(Dataset entries)
"""

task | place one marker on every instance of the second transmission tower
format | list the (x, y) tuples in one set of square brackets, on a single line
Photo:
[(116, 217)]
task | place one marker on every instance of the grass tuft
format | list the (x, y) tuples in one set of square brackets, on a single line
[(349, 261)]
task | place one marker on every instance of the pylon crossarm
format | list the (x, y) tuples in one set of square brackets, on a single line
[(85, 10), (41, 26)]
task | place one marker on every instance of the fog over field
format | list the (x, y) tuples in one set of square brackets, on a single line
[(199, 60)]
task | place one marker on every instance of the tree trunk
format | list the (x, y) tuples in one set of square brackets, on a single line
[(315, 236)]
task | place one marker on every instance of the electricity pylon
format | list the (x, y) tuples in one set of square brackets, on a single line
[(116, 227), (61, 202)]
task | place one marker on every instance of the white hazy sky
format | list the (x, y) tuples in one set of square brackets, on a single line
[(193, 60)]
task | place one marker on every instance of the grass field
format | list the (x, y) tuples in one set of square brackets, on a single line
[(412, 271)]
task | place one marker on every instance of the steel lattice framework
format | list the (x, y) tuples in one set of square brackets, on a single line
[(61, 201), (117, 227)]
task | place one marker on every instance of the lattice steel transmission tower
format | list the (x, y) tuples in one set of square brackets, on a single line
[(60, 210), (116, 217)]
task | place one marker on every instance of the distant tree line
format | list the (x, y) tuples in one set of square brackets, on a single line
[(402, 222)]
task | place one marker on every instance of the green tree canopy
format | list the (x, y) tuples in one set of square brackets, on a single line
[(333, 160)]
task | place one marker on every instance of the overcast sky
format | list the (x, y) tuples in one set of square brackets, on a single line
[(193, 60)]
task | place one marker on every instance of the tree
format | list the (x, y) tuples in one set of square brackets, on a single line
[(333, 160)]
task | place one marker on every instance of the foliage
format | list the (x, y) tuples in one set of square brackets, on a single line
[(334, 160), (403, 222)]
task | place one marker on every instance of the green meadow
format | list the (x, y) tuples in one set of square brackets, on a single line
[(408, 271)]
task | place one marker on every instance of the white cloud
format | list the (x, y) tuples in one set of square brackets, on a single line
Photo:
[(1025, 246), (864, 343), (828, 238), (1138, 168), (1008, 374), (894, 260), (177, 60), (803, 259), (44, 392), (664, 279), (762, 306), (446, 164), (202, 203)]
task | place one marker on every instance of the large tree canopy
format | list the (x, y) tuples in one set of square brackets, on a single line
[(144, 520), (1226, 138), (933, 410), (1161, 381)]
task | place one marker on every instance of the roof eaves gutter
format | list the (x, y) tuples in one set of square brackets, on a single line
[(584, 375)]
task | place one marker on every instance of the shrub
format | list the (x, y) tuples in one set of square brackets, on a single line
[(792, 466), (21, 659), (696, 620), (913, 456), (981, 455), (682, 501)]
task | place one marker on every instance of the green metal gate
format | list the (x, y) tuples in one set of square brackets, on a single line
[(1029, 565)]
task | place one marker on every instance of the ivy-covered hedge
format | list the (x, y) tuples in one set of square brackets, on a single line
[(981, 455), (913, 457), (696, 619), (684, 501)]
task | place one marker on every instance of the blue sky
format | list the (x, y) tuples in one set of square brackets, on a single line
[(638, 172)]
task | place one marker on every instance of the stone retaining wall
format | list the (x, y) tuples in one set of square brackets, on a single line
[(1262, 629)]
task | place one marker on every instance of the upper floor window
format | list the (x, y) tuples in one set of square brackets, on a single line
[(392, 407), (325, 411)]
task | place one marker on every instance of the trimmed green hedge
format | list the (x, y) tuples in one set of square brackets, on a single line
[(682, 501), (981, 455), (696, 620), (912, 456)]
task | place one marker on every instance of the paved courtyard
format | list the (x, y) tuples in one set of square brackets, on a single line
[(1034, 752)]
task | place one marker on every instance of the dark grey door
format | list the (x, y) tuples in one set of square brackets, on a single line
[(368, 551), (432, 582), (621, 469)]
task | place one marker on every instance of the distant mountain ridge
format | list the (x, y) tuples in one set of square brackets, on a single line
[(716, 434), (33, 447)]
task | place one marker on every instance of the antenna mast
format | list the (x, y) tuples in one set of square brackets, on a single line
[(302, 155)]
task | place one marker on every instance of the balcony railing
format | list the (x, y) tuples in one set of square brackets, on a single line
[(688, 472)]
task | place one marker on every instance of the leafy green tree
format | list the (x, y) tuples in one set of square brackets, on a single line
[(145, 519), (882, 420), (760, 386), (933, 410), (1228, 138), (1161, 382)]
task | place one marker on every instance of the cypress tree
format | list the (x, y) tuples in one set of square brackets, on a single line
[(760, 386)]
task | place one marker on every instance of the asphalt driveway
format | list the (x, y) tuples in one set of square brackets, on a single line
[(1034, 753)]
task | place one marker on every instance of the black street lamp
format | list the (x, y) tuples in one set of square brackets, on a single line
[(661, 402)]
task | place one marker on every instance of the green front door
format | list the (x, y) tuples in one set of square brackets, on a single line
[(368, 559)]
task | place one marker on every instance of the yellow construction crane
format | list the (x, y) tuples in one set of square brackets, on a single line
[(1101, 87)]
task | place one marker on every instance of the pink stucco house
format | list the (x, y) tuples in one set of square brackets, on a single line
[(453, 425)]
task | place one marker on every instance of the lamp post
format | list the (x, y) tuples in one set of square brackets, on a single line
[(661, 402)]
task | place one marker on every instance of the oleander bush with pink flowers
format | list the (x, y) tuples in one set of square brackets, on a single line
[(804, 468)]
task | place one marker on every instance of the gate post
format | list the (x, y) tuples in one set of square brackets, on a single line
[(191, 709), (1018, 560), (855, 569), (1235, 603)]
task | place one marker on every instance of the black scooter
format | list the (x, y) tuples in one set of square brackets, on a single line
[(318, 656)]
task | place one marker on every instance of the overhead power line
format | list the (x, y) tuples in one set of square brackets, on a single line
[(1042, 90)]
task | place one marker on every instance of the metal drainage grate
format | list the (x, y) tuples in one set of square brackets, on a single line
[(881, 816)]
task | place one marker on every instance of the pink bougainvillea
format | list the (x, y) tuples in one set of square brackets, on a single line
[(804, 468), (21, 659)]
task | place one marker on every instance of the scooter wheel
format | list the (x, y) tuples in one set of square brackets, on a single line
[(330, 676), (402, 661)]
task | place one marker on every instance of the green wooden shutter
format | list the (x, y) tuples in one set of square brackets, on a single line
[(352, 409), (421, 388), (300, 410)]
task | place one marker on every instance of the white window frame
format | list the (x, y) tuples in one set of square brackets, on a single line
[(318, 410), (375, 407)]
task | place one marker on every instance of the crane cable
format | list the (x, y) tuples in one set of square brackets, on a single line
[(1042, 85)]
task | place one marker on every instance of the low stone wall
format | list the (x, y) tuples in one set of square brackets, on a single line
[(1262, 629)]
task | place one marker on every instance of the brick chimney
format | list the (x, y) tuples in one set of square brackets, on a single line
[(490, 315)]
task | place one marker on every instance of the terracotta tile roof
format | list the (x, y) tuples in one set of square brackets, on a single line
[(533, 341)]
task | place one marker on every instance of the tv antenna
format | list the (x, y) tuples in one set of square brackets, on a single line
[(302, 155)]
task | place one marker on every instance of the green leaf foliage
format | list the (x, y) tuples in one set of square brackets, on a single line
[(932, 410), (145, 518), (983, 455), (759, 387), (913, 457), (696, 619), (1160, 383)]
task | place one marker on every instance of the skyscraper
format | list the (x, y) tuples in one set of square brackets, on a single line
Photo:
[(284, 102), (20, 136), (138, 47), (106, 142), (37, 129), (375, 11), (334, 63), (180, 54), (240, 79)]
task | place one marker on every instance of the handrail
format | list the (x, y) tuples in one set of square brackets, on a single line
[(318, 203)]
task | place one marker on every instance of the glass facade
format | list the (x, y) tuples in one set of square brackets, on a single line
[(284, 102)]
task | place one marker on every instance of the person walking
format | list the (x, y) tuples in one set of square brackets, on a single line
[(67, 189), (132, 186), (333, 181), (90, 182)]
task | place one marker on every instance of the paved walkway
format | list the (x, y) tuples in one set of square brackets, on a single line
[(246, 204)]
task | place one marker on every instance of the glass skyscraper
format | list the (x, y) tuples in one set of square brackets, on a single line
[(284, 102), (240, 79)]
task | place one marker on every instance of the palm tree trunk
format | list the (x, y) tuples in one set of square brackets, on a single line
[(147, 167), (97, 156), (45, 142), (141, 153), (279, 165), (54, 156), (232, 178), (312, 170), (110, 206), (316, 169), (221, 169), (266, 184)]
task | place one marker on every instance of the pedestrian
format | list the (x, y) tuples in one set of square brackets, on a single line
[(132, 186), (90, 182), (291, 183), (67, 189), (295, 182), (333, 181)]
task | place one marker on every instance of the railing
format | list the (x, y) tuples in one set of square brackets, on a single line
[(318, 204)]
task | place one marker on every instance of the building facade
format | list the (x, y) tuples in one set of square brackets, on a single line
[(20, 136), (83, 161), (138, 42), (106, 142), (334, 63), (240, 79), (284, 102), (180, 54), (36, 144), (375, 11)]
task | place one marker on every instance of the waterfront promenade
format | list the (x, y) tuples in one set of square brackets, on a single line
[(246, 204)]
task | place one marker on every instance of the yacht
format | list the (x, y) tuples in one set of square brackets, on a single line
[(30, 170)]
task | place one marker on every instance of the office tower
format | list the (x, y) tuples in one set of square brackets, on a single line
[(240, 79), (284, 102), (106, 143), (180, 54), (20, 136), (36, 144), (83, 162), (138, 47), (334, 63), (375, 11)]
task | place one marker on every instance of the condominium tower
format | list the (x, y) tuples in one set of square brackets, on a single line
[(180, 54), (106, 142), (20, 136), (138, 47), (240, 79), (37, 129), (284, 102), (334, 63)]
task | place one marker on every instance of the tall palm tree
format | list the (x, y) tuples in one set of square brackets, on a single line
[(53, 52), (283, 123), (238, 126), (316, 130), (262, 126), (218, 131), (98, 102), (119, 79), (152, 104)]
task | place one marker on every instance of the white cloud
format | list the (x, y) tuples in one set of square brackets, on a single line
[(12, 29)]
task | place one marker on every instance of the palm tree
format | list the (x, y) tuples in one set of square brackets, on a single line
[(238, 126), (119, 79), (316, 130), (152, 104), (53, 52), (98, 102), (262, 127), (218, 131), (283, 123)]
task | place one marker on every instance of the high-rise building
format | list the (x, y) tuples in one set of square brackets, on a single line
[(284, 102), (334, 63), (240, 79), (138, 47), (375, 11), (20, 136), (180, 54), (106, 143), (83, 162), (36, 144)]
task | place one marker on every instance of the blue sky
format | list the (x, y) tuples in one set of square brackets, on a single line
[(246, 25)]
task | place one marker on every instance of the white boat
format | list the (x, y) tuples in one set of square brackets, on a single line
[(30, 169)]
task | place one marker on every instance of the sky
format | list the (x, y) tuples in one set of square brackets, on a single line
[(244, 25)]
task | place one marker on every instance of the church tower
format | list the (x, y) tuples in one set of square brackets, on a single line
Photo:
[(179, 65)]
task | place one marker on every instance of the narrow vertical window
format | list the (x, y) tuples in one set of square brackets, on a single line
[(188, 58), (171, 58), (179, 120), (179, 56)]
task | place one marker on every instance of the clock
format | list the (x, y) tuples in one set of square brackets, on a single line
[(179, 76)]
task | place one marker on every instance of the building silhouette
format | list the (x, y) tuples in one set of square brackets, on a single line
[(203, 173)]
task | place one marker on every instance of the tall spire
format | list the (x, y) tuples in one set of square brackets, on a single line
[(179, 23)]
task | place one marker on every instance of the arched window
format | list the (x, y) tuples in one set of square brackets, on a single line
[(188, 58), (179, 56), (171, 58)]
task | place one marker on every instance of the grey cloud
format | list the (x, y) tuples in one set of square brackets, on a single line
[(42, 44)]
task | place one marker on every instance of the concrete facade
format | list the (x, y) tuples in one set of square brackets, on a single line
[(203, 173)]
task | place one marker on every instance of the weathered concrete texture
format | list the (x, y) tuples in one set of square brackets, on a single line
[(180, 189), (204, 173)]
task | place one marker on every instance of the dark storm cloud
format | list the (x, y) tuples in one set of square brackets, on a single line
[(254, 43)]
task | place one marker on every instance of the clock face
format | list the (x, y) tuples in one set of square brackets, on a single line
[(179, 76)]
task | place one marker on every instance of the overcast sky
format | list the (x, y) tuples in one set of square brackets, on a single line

"""

TASK OBJECTIVE: If a line in the records contains "door", report it.

TASK SOLUTION:
task | place one marker on every instance of the dark grey door
task | place one marker on every instance of the green front door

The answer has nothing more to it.